REQUIRED WORK — Starting at the row that contains "Find the gray" and running through the last row, write out every row again, requests included, but scale each bounding-box coordinate in the answers by 1.05 and round to the nearest whole number, with halves rounded up. Keep the requests and their format samples unchanged, and leave out the pictures.
* begin STORED RECORDS *
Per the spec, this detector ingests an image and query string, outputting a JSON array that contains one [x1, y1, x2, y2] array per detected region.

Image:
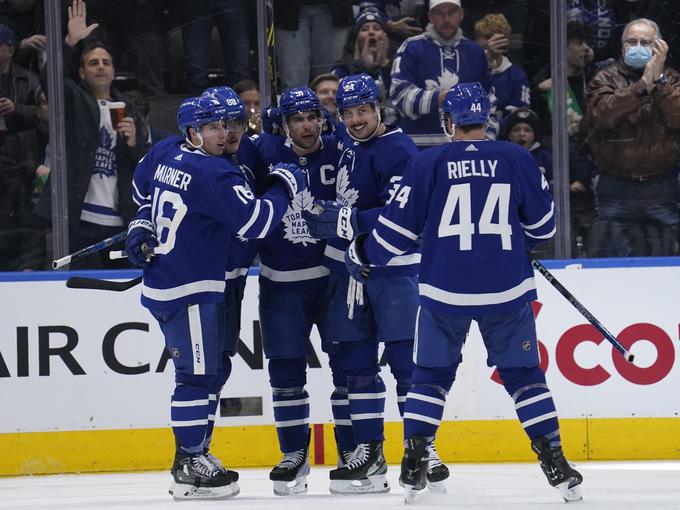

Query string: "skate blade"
[[274, 475, 307, 496], [329, 475, 390, 496], [168, 482, 241, 501], [404, 485, 420, 505], [427, 480, 446, 494], [555, 480, 583, 503]]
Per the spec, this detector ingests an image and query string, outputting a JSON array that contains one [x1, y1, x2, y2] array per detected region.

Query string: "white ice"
[[0, 461, 680, 510]]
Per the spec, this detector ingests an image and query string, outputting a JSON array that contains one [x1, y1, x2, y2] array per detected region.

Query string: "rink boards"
[[0, 258, 680, 475]]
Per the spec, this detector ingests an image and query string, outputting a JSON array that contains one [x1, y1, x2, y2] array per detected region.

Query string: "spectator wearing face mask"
[[587, 18, 680, 257]]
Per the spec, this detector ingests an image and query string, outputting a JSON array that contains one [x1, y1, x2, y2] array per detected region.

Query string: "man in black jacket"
[[36, 0, 145, 268]]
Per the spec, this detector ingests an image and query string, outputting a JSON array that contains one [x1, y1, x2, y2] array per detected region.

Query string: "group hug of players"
[[126, 75, 582, 501]]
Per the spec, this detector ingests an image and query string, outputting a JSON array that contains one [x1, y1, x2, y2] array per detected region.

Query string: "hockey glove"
[[125, 220, 158, 267], [260, 106, 286, 136], [302, 200, 359, 241], [267, 163, 308, 200], [345, 234, 371, 283]]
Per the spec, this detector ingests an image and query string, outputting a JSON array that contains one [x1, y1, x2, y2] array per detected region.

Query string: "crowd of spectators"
[[0, 0, 680, 271]]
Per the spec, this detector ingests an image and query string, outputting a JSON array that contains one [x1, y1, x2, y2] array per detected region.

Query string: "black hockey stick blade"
[[66, 276, 142, 292]]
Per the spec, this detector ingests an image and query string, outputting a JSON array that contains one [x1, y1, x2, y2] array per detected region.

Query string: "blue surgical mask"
[[623, 45, 652, 69]]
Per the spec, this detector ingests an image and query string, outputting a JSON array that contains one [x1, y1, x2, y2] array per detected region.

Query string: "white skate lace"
[[347, 443, 368, 470], [203, 452, 227, 472], [427, 443, 444, 472], [276, 449, 305, 469], [191, 455, 218, 478]]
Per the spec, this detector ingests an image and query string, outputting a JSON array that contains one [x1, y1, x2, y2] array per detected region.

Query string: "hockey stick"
[[52, 230, 127, 269], [264, 0, 278, 106], [531, 258, 635, 363], [66, 276, 142, 292]]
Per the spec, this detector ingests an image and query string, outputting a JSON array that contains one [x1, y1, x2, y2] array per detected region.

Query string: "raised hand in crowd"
[[19, 34, 47, 51], [66, 0, 99, 47], [116, 117, 137, 148]]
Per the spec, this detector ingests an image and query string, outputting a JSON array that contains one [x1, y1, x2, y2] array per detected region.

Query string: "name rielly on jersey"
[[447, 159, 498, 179], [153, 165, 191, 191]]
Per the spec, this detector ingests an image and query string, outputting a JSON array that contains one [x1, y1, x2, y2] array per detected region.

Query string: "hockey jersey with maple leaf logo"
[[255, 134, 340, 290]]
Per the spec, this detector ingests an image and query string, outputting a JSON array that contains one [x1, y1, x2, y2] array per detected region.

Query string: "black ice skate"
[[170, 451, 240, 501], [531, 437, 583, 501], [269, 440, 309, 496], [330, 441, 390, 494], [427, 441, 449, 493], [333, 430, 354, 467], [399, 436, 429, 503]]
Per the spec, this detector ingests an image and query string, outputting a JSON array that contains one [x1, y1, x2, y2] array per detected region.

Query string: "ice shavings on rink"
[[0, 461, 680, 510]]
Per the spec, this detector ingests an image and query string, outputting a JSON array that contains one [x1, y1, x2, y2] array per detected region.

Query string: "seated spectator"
[[498, 108, 553, 182], [274, 0, 353, 90], [87, 0, 165, 96], [180, 0, 252, 95], [331, 10, 392, 101], [234, 79, 262, 136], [0, 25, 40, 134], [309, 73, 340, 133], [359, 0, 427, 47], [475, 14, 531, 116], [389, 0, 498, 149], [587, 18, 680, 257]]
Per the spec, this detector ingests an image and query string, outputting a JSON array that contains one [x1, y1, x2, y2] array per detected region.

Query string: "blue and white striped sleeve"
[[364, 157, 429, 266], [519, 151, 556, 249]]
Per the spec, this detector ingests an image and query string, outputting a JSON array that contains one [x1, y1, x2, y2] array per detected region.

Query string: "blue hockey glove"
[[267, 163, 309, 200], [302, 200, 359, 241], [260, 106, 286, 136], [125, 220, 158, 267], [345, 233, 371, 283]]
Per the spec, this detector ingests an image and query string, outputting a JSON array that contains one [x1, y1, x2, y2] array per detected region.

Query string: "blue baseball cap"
[[354, 9, 386, 32], [0, 24, 17, 47]]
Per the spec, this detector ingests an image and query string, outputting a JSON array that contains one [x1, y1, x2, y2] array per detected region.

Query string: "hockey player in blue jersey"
[[255, 87, 342, 496], [125, 96, 307, 500], [303, 74, 448, 494], [390, 0, 498, 148], [346, 83, 582, 500], [198, 86, 268, 476]]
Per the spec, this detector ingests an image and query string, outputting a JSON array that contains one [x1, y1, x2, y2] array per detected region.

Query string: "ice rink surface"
[[0, 461, 680, 510]]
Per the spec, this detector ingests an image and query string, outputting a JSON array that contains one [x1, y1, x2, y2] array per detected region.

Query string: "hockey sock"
[[384, 340, 415, 418], [498, 367, 561, 448], [331, 386, 356, 452], [203, 393, 220, 452], [347, 374, 385, 444], [272, 388, 309, 453], [404, 363, 458, 440], [268, 357, 309, 453], [203, 352, 231, 452], [170, 383, 209, 453]]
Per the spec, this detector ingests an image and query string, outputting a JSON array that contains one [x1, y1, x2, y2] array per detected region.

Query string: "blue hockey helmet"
[[203, 86, 246, 120], [442, 82, 491, 127], [177, 96, 227, 136], [335, 73, 378, 110], [279, 87, 321, 118]]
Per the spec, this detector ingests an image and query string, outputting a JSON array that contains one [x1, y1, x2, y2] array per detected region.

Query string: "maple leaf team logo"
[[283, 190, 317, 246], [335, 165, 359, 207]]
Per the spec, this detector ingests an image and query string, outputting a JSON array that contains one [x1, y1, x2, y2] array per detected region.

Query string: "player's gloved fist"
[[345, 233, 371, 283], [125, 220, 158, 267], [267, 163, 308, 200], [260, 106, 285, 135], [302, 200, 359, 241]]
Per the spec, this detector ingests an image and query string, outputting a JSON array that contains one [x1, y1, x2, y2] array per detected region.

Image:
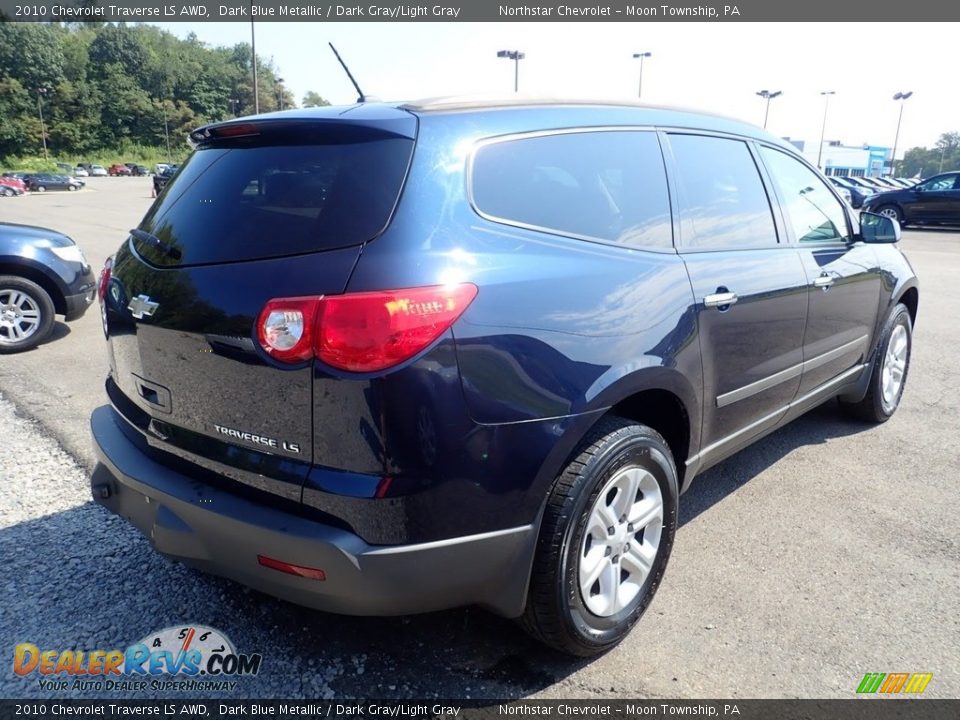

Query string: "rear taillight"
[[97, 256, 113, 303], [257, 283, 477, 372], [257, 297, 320, 362]]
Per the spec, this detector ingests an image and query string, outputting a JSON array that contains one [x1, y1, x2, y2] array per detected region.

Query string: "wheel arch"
[[535, 367, 701, 500], [891, 283, 920, 326], [0, 257, 67, 315]]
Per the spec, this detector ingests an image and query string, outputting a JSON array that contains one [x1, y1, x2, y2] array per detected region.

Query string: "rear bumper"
[[91, 406, 536, 617]]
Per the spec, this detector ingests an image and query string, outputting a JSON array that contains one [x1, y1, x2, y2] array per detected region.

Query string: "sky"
[[158, 22, 960, 157]]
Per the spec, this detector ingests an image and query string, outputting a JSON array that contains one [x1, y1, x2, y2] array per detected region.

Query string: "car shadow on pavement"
[[0, 402, 869, 699], [37, 320, 70, 347]]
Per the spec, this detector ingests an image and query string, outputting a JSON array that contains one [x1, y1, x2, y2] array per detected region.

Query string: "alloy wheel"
[[0, 288, 41, 344], [579, 466, 663, 617], [880, 325, 910, 410]]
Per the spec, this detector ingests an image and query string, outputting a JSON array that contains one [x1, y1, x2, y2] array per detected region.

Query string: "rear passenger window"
[[760, 147, 850, 242], [472, 131, 673, 248], [670, 135, 777, 249]]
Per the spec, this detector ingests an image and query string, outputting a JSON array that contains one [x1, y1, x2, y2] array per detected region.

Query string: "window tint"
[[134, 136, 413, 265], [760, 147, 850, 242], [472, 131, 673, 248], [670, 135, 777, 249], [920, 175, 960, 192]]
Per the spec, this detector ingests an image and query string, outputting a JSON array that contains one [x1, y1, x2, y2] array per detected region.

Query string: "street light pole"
[[250, 15, 260, 115], [817, 90, 837, 170], [37, 88, 49, 160], [757, 90, 783, 130], [890, 90, 916, 177], [633, 52, 653, 100], [497, 50, 526, 92]]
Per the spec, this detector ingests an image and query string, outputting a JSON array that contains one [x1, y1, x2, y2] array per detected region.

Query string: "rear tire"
[[0, 275, 55, 355], [521, 417, 678, 657], [840, 305, 913, 423]]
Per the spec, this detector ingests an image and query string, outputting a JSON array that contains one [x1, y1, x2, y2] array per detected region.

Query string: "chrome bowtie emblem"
[[127, 295, 160, 320]]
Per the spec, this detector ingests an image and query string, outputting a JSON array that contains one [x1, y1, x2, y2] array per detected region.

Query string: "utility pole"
[[817, 90, 837, 170], [633, 52, 653, 100], [37, 88, 50, 160], [497, 50, 526, 92], [757, 90, 783, 130], [250, 15, 260, 115], [890, 90, 916, 177]]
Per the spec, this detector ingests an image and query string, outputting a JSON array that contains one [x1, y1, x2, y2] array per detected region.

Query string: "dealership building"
[[784, 138, 891, 177]]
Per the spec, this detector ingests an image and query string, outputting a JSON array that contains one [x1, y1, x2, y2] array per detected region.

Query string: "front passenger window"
[[760, 147, 850, 242]]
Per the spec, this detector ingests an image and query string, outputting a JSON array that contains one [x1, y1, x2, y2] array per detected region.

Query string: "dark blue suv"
[[92, 101, 918, 656]]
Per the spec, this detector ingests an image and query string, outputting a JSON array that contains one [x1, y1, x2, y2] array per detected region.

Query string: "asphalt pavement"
[[0, 178, 960, 698]]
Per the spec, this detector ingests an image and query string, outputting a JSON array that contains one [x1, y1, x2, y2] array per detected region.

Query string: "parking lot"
[[0, 178, 960, 698]]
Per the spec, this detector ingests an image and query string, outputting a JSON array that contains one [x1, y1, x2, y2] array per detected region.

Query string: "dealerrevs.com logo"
[[13, 625, 263, 692]]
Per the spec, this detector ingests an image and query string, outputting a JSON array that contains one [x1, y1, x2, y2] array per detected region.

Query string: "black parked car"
[[0, 223, 96, 353], [827, 177, 873, 210], [91, 101, 919, 656], [864, 172, 960, 225], [153, 165, 180, 197], [27, 173, 84, 192]]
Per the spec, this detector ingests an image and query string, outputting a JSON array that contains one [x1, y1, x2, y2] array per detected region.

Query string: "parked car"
[[864, 172, 960, 225], [0, 177, 27, 197], [857, 177, 890, 192], [0, 223, 96, 353], [827, 176, 873, 210], [153, 165, 179, 197], [27, 173, 83, 192], [91, 101, 919, 656], [835, 185, 853, 207]]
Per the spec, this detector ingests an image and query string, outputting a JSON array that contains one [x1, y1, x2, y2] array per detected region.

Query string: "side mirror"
[[860, 212, 900, 243]]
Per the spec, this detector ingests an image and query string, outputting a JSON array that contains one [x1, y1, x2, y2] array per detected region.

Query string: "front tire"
[[0, 275, 55, 354], [840, 304, 913, 423], [522, 417, 678, 657]]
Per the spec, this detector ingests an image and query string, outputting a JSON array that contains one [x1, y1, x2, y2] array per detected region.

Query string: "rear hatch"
[[103, 107, 416, 500]]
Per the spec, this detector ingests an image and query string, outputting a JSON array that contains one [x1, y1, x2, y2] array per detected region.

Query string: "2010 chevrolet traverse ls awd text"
[[92, 101, 918, 655]]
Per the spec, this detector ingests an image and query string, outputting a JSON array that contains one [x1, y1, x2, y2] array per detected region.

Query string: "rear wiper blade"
[[130, 228, 183, 260]]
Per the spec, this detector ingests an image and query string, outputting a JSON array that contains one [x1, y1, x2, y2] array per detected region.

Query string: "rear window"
[[133, 132, 413, 266]]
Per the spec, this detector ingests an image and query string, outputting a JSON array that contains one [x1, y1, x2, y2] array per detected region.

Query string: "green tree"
[[897, 132, 960, 177], [303, 90, 330, 107]]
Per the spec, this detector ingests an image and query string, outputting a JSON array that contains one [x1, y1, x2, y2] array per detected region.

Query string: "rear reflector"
[[257, 283, 477, 372], [97, 255, 113, 302], [257, 555, 327, 580]]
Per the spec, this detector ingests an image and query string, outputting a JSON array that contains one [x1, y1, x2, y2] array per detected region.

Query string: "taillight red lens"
[[316, 283, 477, 372], [257, 283, 477, 372], [97, 256, 113, 303], [257, 297, 320, 362]]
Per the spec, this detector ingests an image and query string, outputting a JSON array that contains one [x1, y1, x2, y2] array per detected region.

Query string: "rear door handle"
[[703, 292, 739, 307]]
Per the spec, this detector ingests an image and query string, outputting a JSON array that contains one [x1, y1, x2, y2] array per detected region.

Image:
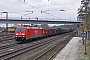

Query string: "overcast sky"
[[0, 0, 81, 20]]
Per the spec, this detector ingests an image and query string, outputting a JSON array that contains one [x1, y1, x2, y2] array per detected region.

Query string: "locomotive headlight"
[[16, 34, 18, 35], [22, 34, 25, 35]]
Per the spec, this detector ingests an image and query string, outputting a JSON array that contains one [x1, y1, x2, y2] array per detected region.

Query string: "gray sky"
[[0, 0, 81, 20]]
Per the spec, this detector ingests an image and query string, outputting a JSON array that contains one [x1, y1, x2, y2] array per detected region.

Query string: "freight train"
[[15, 26, 72, 42]]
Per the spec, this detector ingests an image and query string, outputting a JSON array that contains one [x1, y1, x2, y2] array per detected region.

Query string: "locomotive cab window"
[[16, 28, 26, 32]]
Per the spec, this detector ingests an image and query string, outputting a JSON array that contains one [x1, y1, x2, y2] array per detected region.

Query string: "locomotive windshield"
[[16, 28, 25, 32]]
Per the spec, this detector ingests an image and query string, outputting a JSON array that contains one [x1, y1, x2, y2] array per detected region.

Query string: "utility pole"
[[84, 0, 89, 55]]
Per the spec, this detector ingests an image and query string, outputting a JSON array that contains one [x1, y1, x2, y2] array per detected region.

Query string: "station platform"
[[53, 37, 82, 60]]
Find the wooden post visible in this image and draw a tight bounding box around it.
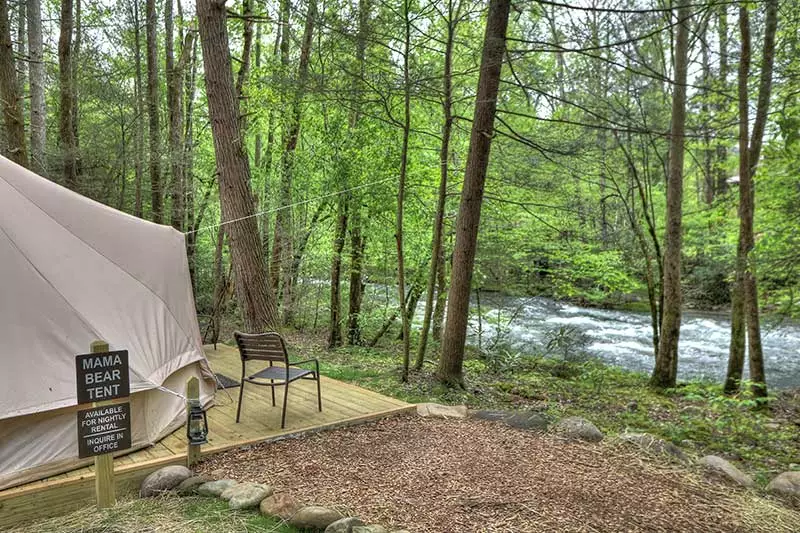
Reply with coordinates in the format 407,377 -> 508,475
91,340 -> 117,509
186,377 -> 200,468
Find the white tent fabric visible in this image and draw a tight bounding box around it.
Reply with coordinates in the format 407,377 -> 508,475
0,158 -> 214,488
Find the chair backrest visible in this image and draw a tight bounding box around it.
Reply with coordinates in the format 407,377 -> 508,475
233,331 -> 289,365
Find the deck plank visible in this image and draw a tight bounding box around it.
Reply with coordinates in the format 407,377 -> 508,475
0,344 -> 413,530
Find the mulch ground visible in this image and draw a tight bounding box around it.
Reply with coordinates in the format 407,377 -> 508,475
199,416 -> 788,533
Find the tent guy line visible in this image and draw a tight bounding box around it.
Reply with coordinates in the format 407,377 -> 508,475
184,177 -> 395,235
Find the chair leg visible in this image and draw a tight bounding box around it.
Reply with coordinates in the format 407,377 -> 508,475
236,379 -> 244,424
281,381 -> 289,429
315,374 -> 322,412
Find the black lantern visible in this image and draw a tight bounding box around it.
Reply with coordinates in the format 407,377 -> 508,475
186,399 -> 208,446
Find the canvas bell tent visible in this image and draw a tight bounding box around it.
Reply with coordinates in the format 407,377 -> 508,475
0,157 -> 214,489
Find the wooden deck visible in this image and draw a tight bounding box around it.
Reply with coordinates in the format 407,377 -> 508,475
0,344 -> 414,530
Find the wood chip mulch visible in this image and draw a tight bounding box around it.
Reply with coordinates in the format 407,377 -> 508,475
194,416 -> 768,533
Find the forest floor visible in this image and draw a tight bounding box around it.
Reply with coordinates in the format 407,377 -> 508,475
195,415 -> 800,533
274,333 -> 800,487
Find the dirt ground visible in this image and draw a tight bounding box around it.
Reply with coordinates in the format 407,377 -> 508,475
200,416 -> 800,533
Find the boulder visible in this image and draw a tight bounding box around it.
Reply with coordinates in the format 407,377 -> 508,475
555,416 -> 603,442
353,524 -> 389,533
417,403 -> 467,418
220,483 -> 273,509
505,411 -> 549,431
767,471 -> 800,500
259,492 -> 304,516
197,479 -> 239,498
325,516 -> 364,533
700,455 -> 754,487
139,465 -> 192,498
619,433 -> 689,463
287,505 -> 346,530
175,476 -> 214,496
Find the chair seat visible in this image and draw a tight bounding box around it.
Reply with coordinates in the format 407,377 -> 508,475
248,366 -> 314,381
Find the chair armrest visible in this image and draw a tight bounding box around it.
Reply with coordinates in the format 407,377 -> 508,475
289,359 -> 319,368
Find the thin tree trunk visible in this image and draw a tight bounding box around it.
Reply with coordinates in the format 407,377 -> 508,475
58,0 -> 78,185
0,0 -> 28,167
281,0 -> 316,324
414,0 -> 458,371
145,0 -> 164,224
650,0 -> 690,387
394,0 -> 411,382
436,0 -> 511,386
26,0 -> 47,176
268,0 -> 292,293
328,200 -> 347,349
131,0 -> 144,218
347,0 -> 370,345
197,0 -> 278,332
70,0 -> 83,181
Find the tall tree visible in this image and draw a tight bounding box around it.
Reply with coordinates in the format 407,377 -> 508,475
145,0 -> 164,224
414,0 -> 461,370
0,0 -> 28,166
436,0 -> 511,386
650,0 -> 691,387
58,0 -> 78,185
26,0 -> 47,176
281,0 -> 316,324
196,0 -> 279,332
394,0 -> 411,381
724,0 -> 778,396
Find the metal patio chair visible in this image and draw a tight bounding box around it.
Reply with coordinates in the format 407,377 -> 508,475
233,331 -> 322,429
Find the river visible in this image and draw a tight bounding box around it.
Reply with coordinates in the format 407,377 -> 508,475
460,293 -> 800,389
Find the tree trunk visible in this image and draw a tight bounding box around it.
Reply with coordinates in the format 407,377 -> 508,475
436,0 -> 511,386
414,0 -> 458,371
70,0 -> 83,182
650,0 -> 690,387
145,0 -> 164,224
347,0 -> 370,345
58,0 -> 78,185
394,0 -> 411,382
0,0 -> 28,167
724,0 -> 778,396
197,0 -> 278,332
280,0 -> 316,324
27,0 -> 47,176
131,0 -> 144,218
328,195 -> 347,349
269,0 -> 292,293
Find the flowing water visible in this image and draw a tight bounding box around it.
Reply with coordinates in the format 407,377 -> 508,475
460,293 -> 800,388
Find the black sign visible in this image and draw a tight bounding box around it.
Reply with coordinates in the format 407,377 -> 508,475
78,402 -> 131,459
75,350 -> 131,404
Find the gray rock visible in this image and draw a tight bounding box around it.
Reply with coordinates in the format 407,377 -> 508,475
619,433 -> 689,462
767,472 -> 800,499
472,410 -> 514,422
287,505 -> 346,530
700,455 -> 754,487
417,403 -> 467,418
325,516 -> 364,533
220,483 -> 273,509
258,492 -> 300,520
555,416 -> 603,442
139,465 -> 192,498
175,476 -> 214,496
505,412 -> 549,431
197,479 -> 239,498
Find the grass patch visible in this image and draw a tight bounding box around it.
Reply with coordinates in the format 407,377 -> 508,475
8,496 -> 300,533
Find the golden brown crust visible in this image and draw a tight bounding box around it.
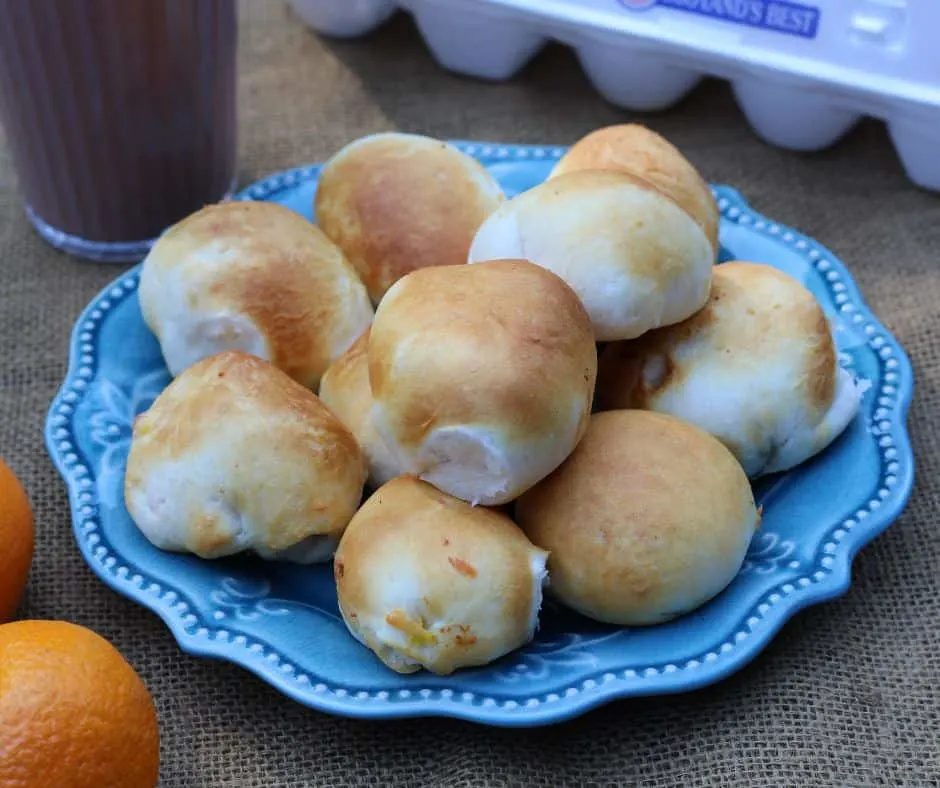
* end STORED RECORDS *
TASK RESPONSE —
Find the gray rock visible in this image and draw a tight bounding box around it.
Reply with coordinates in the format 407,377 -> 508,475
650,455 -> 723,485
805,496 -> 840,524
496,431 -> 540,443
301,530 -> 363,557
735,478 -> 792,511
438,423 -> 490,439
341,542 -> 382,560
231,507 -> 287,534
271,517 -> 315,546
583,437 -> 633,464
146,488 -> 202,523
184,500 -> 225,521
530,433 -> 576,453
207,503 -> 251,523
Find the grass patch visible in this image and draw a tight bounding box around it.
Reply with coordinates in the format 407,377 -> 508,475
8,521 -> 315,560
Find the golden brown crust visible in this image and draw a tight bounding box around it.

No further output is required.